_EXERCISE INSTRUCTIONS_
Could you continue the debate over whether Barry Bonds or Roger Federer was more dominant, picking up right after its last line, without touching the data that follows it?

So tonight, we debate a very simple idea: who was more dominant? Barry Bonds, or Roger Federor? It may be a bit hard to nail this down, since Bonds played a team sport and was dependant on a dozen or more other guys each night, whereas Federor played a sports that only rich, white kids get to play. I digress... At any rate, what we’re here to determine tonight is who was the more dominant (in their sport) of the two?
The case for Bonds is simple. He’s the founding, and only, member of the 500-500 club (homers and stolen bases). Nobody else is even in the 400-400 club. He holds the homerun record. He's the only player of our lifetime in the top ten all time in on base percentage. He won 8 gold gloves (yes, they’re somewhat political, but that does remind us that he was great at all things). He has the third highest OPS+ in baseball history (much more telling than simple OPS because it accounts for eras). If you want just single season greatness, he has the three highest single season OPS+ in recorded history. I’m leaving out a ton of statistic here (walks, intentional walks, WAR, win shares). And the fact is, I can ignore that and still argue the case with one statistic: Barry Bonds, media pariah who was snubbed not once, but twice, in the MVP voting (1991, 2000), still won 7. 7 MVP awards. Nobody else has ever won more than 3. Ever.
Barry Bonds is not just the greatest baseball player of our times, and the most dominant of his era, but he is on the short list for greatest ever.
Tim responds
Why is Federer better than Bonds?

_DATASET RECORDS_
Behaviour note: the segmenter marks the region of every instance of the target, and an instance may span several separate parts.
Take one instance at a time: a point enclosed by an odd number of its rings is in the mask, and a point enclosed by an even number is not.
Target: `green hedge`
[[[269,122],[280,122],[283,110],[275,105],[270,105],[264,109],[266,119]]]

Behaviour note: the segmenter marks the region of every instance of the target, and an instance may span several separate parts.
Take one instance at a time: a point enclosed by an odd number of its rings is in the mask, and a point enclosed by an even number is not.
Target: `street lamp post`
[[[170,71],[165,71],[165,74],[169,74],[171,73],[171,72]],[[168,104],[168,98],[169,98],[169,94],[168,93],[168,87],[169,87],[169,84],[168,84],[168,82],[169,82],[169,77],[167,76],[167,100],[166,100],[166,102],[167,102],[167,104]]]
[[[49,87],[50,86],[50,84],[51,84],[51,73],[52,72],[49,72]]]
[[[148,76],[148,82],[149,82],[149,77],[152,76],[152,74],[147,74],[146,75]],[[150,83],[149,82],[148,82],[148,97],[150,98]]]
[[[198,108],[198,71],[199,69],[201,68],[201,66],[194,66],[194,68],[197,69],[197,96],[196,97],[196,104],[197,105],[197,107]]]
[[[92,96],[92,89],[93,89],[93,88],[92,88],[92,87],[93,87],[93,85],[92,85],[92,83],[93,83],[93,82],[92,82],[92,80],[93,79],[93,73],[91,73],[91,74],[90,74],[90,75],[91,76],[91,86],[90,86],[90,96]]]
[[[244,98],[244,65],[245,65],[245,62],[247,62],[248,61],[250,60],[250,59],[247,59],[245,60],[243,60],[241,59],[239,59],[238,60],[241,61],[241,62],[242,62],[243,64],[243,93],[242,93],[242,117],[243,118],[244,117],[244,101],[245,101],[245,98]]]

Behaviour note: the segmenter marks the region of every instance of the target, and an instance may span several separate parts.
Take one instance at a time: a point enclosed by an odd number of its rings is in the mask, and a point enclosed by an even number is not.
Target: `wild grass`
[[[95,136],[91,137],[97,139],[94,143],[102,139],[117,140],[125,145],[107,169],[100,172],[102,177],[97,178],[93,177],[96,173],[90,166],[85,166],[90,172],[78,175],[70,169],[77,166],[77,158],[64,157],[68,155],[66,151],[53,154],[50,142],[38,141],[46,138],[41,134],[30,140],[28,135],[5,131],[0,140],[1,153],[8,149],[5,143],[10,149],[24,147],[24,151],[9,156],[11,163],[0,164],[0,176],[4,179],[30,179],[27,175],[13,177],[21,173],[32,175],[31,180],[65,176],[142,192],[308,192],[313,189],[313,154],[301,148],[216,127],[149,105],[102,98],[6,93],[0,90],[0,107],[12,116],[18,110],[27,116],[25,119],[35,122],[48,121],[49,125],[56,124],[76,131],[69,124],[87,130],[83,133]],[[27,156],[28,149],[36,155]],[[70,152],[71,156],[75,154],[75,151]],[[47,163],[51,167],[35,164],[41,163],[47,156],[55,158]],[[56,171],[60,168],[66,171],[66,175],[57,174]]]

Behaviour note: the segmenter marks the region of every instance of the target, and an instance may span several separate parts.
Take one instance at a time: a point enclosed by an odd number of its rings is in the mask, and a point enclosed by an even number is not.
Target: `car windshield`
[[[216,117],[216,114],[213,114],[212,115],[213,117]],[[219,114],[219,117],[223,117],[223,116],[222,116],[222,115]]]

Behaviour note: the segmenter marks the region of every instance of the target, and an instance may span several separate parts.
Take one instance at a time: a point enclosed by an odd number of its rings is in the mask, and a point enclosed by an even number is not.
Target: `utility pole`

_IN RESPONSE_
First of all, the nature of the sport. Gold gloves and all-star games are political, as are, to a large degree MVP awards, unless you think Derek Jeter is really that good. Yes, Bonds got a ton of acclaim from people who love baseball to death or have at least heard of him over the estimated 1200 men in the pros named “Rodriguez,” and he certainly got pitched around a lot. But was Bonds really that great within his own sport, or just a huge name who never won a championship and benefited from playing against the hilarious “pitching” of the NL west for his entire career? It’s easy to look awesome when the San Diego Padres are issuing walks to you every at bat, but how did he do against the cream of the crop? Baseball isn’t a sport where dregs can win at any given moment, like MMA or football. Baseball’s a sport with punching bags, true mediocrity, cheap owners and politics, and there’s a huge difference between facing Randy Johnson for a couple of seasons versus playing, year in and year out, in a division like the AL East. I will be the first to admit that I’m not one of those people who live and die baseball statistics, but to me I’ve never been sure why OBS, FP, BA, slugging percentage, BOB, WAR, KOK, OB-GYN are used by aficionados to argue endlessly about things, but as far as I know, none of them take divisional talent into account. So Barry’s statistics against the powerhouse rotations of the Colorado Rockies, the Padres and a Dodgers team with fewer playoff wins in a generation than the expansion Tampa Bay Rays are being compared with hitters who go against the Yankees, Red Sox and Blue Jays? That sounds fair. And I’m sure that for those who love VORP, it’s a completely perfect measure of how dominant a player is, which is why every signing in baseball has worked out since its invention. But at the end of the day, to us bemused outsiders, no one asks the big questions about baseball - like why a 50-year old man is essentially guessing whether a pitch goes over the plate in 1/100th of a second with tens of millions of dollars riding on the line. To us, we see these debates as being as relevant as arguing over whether DeGaulle or LeClerc were greater French leaders and citing individual monetary decisions without taking a step back and asking, wait, French leaders?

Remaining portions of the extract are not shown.